• **WORK TO COMPLETE**
Among the entries below, one stretch runs from the line that contains "Target: ukulele neck" through the line that contains "Task: point out the man's hair, placing". Repeat that stretch exactly, ends included, and only that.
- - - - -
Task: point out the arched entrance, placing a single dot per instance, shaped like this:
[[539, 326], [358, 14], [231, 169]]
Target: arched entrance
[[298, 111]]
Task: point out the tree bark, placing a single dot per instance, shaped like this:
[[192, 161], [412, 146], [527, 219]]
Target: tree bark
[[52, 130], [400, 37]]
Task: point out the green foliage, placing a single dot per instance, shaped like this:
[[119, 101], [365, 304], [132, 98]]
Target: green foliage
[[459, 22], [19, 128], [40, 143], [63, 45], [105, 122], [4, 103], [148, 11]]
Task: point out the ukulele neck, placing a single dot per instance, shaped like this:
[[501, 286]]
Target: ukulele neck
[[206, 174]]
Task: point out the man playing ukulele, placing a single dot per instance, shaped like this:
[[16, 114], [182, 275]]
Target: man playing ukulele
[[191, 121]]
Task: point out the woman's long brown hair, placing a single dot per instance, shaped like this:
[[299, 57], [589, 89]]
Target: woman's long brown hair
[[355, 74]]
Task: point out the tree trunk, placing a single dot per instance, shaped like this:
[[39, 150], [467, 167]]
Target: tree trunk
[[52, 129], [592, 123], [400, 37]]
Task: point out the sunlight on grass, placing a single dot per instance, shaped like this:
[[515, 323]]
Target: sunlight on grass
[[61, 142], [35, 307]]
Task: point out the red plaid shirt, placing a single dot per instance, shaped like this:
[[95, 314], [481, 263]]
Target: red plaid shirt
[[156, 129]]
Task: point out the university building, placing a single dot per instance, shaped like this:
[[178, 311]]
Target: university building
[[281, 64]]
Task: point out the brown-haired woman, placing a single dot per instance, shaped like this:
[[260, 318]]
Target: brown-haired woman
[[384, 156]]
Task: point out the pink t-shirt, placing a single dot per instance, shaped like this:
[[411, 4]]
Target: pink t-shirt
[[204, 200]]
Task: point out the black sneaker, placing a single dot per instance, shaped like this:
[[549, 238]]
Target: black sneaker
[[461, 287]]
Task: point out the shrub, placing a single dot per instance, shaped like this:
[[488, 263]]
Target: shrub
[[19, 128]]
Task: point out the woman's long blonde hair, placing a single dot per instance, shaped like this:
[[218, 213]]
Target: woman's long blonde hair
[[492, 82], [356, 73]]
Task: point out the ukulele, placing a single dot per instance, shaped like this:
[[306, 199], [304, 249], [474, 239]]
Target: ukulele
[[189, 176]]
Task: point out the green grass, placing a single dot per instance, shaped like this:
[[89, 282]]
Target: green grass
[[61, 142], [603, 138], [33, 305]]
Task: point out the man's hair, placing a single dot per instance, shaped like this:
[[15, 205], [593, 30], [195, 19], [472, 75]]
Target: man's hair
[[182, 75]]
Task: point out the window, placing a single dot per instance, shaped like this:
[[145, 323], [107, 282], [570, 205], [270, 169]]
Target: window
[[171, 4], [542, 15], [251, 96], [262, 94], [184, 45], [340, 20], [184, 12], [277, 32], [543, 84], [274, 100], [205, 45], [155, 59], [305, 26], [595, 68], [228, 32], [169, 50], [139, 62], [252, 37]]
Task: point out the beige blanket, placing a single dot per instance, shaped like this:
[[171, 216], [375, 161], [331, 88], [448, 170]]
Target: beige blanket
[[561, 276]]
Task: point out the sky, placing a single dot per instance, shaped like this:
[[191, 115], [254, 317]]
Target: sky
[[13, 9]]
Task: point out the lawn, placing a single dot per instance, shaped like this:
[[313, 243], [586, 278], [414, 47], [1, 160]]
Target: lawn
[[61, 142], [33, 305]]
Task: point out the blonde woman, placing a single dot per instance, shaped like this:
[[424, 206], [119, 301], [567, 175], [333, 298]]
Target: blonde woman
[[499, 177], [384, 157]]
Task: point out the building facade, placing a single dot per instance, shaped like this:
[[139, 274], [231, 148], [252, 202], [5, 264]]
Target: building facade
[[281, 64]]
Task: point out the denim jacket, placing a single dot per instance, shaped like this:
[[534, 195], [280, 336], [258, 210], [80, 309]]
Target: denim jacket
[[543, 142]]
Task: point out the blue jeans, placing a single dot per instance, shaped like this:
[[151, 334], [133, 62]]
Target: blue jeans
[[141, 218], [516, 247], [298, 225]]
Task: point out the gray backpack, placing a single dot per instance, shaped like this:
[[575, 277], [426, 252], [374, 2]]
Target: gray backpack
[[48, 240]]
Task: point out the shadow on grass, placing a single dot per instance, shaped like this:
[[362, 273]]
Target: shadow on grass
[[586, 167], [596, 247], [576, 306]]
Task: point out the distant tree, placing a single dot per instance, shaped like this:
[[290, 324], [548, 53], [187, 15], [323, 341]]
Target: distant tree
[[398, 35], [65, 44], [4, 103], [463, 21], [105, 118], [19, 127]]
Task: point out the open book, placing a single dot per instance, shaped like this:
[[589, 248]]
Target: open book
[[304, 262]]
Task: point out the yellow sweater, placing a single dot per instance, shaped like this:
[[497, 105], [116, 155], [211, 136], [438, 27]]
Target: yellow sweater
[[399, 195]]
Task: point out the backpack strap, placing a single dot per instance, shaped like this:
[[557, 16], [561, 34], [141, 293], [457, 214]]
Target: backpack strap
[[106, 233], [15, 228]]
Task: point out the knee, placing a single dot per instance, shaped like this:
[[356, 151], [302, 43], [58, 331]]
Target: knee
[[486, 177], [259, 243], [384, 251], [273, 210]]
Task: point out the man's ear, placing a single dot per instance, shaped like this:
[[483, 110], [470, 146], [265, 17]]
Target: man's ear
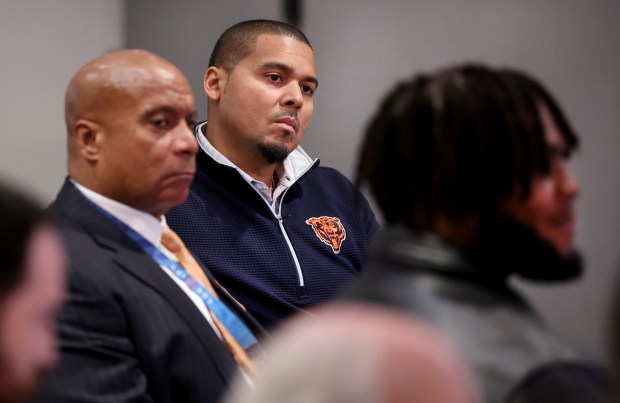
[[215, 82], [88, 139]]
- - - - -
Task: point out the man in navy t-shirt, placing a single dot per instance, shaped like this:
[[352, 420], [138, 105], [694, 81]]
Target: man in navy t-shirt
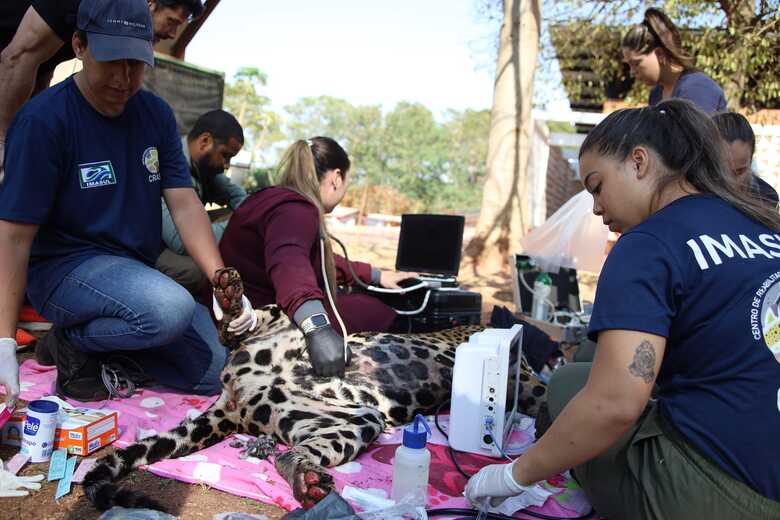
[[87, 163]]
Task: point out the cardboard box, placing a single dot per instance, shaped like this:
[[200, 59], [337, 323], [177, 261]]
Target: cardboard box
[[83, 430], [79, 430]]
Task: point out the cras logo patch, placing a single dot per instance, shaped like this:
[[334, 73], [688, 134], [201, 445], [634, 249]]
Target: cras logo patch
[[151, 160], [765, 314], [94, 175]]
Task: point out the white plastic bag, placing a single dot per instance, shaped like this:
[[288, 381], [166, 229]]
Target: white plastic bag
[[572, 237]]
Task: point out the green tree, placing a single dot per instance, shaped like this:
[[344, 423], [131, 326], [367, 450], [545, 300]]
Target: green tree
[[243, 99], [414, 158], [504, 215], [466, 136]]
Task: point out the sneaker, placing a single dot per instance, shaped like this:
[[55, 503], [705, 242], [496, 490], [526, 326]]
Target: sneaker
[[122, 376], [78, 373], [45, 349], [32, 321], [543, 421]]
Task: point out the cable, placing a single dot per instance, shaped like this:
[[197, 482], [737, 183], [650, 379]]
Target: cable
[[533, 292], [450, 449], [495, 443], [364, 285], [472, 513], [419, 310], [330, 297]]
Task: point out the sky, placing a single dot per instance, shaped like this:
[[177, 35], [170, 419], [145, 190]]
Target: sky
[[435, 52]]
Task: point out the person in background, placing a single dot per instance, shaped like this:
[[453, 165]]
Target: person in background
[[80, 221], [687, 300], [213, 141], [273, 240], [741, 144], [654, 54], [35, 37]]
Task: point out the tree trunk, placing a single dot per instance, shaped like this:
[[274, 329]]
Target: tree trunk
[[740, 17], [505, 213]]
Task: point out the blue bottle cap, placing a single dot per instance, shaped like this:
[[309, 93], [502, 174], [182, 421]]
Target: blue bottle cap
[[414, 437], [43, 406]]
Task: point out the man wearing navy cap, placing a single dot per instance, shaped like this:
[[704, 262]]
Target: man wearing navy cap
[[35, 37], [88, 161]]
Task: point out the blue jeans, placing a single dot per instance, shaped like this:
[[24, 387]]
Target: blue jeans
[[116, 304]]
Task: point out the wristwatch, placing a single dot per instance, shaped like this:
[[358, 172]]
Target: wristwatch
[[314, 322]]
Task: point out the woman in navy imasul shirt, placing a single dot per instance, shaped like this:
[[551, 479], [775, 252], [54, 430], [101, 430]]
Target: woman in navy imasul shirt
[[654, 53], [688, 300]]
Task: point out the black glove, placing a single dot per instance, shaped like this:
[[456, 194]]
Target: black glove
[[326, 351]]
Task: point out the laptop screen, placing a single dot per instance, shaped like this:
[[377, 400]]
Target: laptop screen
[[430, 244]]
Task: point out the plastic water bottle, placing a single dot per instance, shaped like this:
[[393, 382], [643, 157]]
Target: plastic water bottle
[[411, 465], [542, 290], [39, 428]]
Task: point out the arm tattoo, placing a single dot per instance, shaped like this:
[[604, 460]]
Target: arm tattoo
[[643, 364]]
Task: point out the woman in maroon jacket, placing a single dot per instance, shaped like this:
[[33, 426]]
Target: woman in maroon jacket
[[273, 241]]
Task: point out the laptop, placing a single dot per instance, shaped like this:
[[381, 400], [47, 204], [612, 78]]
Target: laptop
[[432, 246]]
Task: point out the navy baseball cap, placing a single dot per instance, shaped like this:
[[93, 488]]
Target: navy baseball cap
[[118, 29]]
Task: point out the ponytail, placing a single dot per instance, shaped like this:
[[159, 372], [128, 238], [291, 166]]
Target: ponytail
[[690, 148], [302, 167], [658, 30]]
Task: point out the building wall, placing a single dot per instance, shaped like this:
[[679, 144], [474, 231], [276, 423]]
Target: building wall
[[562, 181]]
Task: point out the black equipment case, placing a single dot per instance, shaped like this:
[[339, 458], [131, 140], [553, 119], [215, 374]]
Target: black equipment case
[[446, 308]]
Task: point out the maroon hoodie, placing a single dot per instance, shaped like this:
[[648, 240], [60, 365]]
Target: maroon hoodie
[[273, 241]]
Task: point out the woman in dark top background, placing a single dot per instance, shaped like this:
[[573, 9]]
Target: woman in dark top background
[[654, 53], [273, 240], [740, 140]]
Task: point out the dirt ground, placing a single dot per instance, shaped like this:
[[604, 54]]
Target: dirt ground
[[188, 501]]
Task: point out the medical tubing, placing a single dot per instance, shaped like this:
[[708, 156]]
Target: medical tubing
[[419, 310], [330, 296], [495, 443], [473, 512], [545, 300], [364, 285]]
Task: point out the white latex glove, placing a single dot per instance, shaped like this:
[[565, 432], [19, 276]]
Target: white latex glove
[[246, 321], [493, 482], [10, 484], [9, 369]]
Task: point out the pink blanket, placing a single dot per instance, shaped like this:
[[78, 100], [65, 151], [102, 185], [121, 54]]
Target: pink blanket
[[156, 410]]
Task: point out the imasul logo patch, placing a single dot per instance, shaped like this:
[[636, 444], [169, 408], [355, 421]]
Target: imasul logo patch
- - - - -
• **PROBLEM SOLUTION**
Target: ukulele neck
[[206, 174]]
Task: point out the man playing ukulele, placing a single dot per instance, shaped like this:
[[16, 114], [182, 275]]
Target: man playing ukulele
[[191, 121]]
Task: point out the woman's long brown hair, placing a single dot per instance, shaped like this:
[[299, 57], [589, 89]]
Target: woman's long brown hair
[[355, 74]]
Task: point out the tree trunk, placing a single dot per instance, shaped like this:
[[39, 150], [467, 167]]
Target: tree trunk
[[52, 129], [592, 123], [400, 37]]
Task: point out the sunlight on grass, placing a single dot per instance, shaped like this:
[[515, 323]]
Target: sunlight on grass
[[61, 142], [35, 307]]
Task: point out the red plaid shirt, placing a single dot per instance, shaped like this:
[[95, 314], [481, 263]]
Target: red plaid shirt
[[156, 129]]
Task: point out the university building, placing a single dot per instance, shaped like this:
[[178, 311]]
Target: university building
[[281, 64]]
Task: point out the brown-haired woman, placing a single dot per instance, shaped like this:
[[260, 318]]
Target: brown-haired woman
[[384, 156]]
Task: point out the pink t-shirt, placing a single dot per instance, shaped like this:
[[411, 4]]
Target: pink t-shirt
[[204, 200]]
Task: point out the black sneaker, placing a single dot per instance, shaped like this:
[[549, 238]]
Target: black sneaker
[[461, 287]]
Task: point out the shrub, placing a single dot per instance, shaped like this:
[[488, 263]]
Target: shrub
[[19, 128]]
Task: point out the woman's long blonde hair, placing a single dot per instance, shaped like this:
[[218, 213]]
Target: woman's long blonde hair
[[492, 82], [356, 73]]
Task: point out the ukulele, placing a single dot per instance, shaped like this:
[[306, 199], [304, 249], [474, 239]]
Target: ukulele
[[189, 176]]
Task: point out the green grass, placing a single dot per instance, shaped like this:
[[89, 282]]
Target: green grass
[[61, 142], [603, 138], [33, 305]]
Task: point out the man's hair, placing a single dot per instance, shaped like this:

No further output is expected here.